-- CONSIGNE --
Relevez, en les recopiant, toutes les lignes ci-dessous où figure le mot « flag ».

-- DONNÉES PRÉSENTÉES --
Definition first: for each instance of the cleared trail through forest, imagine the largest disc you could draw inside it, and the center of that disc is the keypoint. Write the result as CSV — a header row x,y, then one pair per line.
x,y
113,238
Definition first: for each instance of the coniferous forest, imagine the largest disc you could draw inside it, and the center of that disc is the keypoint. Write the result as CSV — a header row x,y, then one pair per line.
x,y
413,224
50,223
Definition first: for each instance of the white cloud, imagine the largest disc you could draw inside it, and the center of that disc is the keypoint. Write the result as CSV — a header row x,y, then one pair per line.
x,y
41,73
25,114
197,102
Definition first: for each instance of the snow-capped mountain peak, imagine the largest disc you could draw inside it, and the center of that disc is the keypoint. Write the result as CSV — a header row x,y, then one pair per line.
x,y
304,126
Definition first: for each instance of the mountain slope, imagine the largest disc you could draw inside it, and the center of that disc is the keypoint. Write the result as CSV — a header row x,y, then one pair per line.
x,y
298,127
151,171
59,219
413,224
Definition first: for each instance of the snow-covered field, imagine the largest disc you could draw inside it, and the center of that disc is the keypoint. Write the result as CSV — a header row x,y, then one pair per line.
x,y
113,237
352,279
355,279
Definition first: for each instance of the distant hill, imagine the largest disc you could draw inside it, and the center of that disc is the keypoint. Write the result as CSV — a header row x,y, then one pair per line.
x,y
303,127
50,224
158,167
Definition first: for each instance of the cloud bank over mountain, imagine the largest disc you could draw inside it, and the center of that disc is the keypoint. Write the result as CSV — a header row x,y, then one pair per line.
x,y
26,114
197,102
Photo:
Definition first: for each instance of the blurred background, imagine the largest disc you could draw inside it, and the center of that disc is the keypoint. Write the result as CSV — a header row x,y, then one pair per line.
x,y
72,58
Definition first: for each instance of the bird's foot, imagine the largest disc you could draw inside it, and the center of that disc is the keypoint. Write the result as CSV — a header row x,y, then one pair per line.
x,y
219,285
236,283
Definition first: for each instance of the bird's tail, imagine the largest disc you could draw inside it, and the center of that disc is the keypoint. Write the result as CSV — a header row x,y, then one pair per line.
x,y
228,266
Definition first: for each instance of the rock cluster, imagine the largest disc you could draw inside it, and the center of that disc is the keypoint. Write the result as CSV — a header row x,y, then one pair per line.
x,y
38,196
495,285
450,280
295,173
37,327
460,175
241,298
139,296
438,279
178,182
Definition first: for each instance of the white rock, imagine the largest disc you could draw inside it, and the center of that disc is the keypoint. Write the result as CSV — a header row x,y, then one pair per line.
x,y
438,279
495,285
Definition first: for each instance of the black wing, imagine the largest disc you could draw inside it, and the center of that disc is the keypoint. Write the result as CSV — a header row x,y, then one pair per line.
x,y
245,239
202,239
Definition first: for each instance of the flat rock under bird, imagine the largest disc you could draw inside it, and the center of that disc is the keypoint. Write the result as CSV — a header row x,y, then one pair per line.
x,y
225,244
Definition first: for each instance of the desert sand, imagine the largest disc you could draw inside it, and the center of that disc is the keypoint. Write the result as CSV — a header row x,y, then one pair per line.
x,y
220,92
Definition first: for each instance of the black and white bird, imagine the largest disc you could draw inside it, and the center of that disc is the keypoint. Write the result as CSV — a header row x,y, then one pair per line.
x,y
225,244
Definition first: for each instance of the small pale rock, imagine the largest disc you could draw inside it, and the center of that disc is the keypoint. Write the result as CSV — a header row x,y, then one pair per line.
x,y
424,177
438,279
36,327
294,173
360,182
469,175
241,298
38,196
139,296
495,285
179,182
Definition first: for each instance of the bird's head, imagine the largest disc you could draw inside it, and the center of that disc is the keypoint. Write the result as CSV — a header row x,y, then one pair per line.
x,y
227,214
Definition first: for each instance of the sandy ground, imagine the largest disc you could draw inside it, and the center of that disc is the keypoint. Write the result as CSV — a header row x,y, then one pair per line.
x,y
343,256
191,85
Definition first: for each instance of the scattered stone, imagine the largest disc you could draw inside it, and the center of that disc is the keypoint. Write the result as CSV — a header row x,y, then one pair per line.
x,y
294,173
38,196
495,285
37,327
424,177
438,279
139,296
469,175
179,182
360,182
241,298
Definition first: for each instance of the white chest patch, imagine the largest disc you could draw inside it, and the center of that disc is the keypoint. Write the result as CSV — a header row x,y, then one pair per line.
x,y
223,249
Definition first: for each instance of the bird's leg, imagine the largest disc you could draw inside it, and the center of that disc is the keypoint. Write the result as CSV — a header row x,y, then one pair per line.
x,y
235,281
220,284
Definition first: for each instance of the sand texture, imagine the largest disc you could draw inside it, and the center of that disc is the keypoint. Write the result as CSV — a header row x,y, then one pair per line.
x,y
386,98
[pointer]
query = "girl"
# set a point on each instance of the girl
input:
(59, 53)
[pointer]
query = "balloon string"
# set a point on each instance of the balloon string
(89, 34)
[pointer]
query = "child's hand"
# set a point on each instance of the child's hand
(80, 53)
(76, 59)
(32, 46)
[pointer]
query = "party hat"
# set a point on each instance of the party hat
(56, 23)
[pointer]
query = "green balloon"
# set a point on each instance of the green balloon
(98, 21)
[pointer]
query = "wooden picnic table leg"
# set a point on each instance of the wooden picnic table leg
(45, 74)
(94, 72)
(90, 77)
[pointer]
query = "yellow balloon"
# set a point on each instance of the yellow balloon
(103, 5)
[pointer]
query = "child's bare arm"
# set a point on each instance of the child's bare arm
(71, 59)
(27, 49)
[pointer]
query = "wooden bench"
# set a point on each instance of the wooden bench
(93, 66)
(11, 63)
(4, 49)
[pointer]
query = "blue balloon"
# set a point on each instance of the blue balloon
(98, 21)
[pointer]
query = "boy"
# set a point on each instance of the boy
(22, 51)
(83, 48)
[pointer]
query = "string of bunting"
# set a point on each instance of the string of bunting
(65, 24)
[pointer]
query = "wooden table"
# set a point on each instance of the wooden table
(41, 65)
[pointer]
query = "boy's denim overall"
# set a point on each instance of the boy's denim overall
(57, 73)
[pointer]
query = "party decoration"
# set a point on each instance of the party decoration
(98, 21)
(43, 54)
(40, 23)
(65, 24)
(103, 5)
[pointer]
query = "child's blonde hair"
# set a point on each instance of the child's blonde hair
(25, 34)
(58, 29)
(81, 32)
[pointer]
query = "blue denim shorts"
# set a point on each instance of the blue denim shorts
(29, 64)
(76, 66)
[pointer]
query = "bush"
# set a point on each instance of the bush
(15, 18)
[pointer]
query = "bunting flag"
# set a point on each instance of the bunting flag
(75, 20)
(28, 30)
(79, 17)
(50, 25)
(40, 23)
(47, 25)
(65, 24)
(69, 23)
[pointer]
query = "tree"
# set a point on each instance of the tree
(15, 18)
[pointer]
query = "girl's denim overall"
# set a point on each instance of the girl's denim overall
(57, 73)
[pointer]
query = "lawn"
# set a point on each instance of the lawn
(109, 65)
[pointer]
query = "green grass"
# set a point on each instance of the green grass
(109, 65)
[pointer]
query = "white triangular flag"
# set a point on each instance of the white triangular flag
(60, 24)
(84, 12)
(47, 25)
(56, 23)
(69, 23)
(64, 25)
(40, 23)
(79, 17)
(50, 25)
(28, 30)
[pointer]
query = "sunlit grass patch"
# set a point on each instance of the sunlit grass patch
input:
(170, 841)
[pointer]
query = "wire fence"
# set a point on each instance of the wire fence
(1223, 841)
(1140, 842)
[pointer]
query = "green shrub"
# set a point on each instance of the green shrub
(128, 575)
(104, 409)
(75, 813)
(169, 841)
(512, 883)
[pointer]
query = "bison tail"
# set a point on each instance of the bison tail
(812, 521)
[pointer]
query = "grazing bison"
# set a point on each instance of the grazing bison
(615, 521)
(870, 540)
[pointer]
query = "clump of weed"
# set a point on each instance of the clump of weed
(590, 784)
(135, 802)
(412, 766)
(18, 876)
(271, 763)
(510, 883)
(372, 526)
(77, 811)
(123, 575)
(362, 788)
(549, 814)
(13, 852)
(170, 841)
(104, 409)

-- RÉPONSE ATTENDUE --
query = "bunting flag"
# set a point on each instance of the bunting flag
query = "white triangular flag"
# set a point on each instance of the white triangular flag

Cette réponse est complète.